-- BEGIN Rows --

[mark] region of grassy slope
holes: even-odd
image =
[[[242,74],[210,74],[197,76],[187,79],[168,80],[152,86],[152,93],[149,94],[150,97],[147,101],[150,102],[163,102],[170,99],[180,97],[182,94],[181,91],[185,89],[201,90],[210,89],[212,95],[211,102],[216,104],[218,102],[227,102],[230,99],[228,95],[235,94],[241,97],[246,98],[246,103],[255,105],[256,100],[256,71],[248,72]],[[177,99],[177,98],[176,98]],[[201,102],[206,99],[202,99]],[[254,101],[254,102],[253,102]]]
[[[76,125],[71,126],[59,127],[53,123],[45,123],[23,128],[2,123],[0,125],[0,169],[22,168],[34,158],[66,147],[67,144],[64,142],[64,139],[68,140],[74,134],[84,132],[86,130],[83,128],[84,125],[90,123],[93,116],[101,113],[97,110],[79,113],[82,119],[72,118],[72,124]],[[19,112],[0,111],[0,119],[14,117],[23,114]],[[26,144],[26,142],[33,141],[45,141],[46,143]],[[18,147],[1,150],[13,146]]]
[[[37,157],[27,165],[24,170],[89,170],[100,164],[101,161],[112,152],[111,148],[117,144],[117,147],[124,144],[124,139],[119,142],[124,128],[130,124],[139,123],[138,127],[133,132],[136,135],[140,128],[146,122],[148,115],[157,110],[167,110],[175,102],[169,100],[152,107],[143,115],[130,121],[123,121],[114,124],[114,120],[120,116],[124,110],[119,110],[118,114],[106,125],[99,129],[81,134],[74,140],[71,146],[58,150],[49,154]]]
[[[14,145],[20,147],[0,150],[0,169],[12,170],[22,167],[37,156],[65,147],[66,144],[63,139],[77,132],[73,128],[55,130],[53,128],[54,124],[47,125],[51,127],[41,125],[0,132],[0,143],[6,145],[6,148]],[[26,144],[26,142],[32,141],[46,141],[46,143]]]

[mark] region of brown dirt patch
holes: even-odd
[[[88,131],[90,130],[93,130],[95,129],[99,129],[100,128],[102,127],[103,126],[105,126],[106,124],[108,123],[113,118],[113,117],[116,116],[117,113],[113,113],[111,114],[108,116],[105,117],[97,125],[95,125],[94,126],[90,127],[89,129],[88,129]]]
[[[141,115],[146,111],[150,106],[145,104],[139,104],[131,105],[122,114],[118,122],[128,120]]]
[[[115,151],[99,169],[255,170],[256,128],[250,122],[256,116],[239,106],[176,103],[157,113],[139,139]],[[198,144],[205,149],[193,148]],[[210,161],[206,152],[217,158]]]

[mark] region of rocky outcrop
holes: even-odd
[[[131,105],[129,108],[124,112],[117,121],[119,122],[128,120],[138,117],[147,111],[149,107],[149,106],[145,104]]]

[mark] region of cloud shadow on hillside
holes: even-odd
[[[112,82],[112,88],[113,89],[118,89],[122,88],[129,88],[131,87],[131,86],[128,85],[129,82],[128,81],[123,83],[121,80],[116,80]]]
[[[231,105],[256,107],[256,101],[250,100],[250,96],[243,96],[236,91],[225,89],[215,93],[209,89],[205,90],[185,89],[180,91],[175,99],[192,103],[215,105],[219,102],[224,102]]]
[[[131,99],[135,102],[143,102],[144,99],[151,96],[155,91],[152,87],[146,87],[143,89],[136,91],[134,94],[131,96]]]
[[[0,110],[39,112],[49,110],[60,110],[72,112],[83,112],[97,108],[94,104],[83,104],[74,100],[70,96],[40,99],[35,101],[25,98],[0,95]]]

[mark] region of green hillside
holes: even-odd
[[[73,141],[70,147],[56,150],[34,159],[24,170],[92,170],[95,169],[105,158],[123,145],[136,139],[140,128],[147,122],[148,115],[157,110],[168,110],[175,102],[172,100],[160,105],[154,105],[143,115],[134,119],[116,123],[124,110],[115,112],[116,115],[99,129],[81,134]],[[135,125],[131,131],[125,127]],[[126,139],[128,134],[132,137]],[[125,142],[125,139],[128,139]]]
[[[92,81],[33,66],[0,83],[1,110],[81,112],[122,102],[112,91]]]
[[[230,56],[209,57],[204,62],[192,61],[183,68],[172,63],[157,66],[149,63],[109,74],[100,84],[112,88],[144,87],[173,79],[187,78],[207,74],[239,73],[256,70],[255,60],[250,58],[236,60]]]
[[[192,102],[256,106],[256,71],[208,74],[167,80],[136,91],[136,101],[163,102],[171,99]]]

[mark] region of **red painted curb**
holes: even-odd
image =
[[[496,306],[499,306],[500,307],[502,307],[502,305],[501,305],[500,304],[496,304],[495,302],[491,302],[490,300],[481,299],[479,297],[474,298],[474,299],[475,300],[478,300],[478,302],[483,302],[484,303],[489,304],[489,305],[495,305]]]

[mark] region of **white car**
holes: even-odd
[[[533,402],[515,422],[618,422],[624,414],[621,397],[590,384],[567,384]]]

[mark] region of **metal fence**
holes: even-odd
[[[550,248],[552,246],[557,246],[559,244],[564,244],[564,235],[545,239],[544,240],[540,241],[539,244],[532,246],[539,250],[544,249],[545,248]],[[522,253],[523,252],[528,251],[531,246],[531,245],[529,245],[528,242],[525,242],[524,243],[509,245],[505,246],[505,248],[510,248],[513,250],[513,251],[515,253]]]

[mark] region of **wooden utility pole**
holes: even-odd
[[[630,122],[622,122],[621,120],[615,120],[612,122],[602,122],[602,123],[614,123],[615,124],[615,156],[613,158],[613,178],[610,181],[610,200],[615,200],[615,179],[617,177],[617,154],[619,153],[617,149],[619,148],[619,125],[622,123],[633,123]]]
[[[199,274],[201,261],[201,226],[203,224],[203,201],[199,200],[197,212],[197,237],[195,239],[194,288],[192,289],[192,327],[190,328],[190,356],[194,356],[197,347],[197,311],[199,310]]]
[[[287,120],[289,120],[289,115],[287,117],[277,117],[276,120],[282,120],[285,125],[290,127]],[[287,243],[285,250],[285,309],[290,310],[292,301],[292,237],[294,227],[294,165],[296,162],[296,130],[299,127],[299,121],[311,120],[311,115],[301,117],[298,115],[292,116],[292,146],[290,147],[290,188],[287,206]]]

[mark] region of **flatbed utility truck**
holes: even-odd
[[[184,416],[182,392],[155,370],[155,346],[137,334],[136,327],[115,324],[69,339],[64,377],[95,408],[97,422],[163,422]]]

-- END Rows --

*Exercise*. Return every line of the listing above that contains the string "utility".

*Solution*.
[mark] region of **wooden utility pole**
[mark] region of **flatbed utility truck**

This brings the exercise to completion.